*What to produce*. Copy verbatim everything from the beginning of the data down to and including the line that contains "point(963, 437)".

**** Given records ****

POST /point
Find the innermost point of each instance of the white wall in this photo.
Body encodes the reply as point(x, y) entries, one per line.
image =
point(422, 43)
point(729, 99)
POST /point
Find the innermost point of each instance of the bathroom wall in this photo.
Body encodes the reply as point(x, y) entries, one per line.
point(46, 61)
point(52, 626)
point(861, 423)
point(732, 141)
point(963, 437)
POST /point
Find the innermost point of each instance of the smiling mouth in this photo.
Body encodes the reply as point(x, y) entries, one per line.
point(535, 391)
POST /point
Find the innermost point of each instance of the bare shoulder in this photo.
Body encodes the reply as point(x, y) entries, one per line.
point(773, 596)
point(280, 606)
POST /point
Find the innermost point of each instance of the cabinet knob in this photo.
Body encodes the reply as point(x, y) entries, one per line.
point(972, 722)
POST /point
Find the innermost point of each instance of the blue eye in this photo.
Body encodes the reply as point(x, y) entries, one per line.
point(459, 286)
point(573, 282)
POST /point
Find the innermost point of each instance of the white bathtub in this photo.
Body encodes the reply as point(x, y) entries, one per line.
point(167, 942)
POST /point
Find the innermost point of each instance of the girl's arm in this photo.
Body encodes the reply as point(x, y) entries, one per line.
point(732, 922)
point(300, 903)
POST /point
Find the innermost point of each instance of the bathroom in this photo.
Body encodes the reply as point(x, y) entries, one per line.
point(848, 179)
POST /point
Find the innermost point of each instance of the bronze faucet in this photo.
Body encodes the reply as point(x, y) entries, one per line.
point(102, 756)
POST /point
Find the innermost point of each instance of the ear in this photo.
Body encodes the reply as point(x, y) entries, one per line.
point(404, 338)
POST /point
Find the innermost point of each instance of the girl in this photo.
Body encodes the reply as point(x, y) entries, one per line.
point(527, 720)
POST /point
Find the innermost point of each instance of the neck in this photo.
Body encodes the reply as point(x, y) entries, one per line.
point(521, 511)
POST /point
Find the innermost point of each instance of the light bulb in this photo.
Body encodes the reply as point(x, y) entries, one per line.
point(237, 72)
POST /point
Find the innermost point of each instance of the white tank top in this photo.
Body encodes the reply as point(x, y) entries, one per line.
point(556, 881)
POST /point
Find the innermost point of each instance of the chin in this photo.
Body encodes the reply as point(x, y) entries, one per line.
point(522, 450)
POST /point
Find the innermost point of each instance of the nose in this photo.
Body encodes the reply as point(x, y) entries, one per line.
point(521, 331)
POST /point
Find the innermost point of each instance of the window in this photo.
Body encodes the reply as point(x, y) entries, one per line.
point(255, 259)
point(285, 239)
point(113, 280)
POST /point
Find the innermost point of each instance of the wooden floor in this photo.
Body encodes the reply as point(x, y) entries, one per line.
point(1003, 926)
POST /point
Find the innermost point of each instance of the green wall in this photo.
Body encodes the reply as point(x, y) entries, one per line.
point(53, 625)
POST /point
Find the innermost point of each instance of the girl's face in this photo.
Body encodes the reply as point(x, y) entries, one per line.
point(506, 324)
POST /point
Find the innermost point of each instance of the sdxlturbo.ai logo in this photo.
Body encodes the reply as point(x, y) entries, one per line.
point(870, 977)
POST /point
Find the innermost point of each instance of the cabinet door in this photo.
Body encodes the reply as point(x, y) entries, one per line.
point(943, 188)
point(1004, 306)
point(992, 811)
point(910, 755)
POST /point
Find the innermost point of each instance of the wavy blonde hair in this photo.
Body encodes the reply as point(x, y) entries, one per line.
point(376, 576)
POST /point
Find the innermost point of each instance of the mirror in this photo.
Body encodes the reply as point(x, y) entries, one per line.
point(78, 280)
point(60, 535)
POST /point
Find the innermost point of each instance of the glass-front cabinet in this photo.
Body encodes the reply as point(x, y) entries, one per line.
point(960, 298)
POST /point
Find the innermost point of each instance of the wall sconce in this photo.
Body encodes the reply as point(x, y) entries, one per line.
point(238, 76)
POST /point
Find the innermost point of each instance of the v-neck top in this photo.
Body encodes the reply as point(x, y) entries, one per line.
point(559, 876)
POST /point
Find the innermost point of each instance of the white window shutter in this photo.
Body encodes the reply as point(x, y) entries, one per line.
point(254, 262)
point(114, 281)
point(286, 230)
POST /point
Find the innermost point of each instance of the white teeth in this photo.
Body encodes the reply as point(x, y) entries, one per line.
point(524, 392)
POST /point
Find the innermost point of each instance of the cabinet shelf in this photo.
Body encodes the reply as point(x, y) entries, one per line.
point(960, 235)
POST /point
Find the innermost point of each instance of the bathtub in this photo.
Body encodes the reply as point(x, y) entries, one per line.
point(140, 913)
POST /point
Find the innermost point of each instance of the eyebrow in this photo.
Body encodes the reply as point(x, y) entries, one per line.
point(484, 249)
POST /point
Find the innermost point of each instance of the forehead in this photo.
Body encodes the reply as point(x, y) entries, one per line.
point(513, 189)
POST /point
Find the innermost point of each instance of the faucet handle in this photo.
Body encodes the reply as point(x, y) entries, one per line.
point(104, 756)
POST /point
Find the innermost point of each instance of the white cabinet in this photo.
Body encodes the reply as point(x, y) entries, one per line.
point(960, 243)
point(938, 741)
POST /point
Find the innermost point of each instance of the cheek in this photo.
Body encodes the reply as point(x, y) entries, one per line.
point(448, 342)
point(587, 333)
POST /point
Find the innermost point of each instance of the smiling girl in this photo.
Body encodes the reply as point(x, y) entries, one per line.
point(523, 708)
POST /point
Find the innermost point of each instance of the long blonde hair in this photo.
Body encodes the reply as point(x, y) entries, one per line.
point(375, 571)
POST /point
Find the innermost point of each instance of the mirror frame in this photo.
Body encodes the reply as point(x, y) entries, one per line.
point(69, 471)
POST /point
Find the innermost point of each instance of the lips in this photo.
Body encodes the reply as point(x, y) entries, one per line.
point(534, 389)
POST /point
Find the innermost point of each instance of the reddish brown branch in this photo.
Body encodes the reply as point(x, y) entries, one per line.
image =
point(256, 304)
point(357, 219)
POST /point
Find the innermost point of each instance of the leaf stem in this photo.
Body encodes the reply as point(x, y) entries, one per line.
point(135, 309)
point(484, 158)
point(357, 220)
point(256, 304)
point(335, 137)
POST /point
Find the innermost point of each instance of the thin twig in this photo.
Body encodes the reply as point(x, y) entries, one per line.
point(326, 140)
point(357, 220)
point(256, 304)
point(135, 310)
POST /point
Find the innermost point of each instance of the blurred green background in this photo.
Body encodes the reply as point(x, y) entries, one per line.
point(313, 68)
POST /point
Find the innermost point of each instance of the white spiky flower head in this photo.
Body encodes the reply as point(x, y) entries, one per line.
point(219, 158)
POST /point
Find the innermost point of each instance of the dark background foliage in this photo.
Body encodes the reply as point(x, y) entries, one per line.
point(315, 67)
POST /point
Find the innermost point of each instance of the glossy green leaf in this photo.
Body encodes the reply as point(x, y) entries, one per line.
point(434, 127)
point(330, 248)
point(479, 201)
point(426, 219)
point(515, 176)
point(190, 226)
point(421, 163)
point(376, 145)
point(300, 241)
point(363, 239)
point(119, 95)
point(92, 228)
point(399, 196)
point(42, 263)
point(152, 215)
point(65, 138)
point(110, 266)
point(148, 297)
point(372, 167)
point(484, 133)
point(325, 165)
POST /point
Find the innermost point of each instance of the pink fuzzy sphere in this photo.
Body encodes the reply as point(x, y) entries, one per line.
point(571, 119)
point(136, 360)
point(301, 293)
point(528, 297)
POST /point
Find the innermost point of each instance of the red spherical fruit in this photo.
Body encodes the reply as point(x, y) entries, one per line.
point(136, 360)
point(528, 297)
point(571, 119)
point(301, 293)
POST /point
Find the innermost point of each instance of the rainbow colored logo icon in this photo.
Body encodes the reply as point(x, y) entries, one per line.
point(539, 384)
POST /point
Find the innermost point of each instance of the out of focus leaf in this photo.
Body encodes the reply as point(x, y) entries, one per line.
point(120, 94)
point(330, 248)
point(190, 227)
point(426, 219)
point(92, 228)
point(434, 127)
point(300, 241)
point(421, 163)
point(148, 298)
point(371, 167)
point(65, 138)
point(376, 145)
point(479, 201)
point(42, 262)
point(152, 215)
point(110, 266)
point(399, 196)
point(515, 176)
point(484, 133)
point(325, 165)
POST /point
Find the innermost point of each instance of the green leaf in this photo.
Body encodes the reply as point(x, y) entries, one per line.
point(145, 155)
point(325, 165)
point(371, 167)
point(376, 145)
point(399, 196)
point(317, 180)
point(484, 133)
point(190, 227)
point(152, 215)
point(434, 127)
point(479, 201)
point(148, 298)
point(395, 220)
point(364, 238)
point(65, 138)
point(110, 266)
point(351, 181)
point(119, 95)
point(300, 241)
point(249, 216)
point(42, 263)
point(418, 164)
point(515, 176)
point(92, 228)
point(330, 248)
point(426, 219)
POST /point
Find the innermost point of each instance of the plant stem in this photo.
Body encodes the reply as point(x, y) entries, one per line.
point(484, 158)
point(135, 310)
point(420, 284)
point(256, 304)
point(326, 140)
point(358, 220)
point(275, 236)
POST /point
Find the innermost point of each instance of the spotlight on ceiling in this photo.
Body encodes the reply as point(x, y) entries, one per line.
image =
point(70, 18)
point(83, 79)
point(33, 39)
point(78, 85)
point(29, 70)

****

*Task result*.
POST /point
Find the innermost point of each instance of the white wall in this photo.
Body encodes the reply as point(x, y) entries, one per line.
image =
point(422, 43)
point(729, 99)
POST /point
Find the innermost point of each instance of the bathroom wall in this photo.
Body encodes the reply as point(x, y) entries, one per line.
point(46, 61)
point(52, 626)
point(861, 423)
point(732, 141)
point(963, 437)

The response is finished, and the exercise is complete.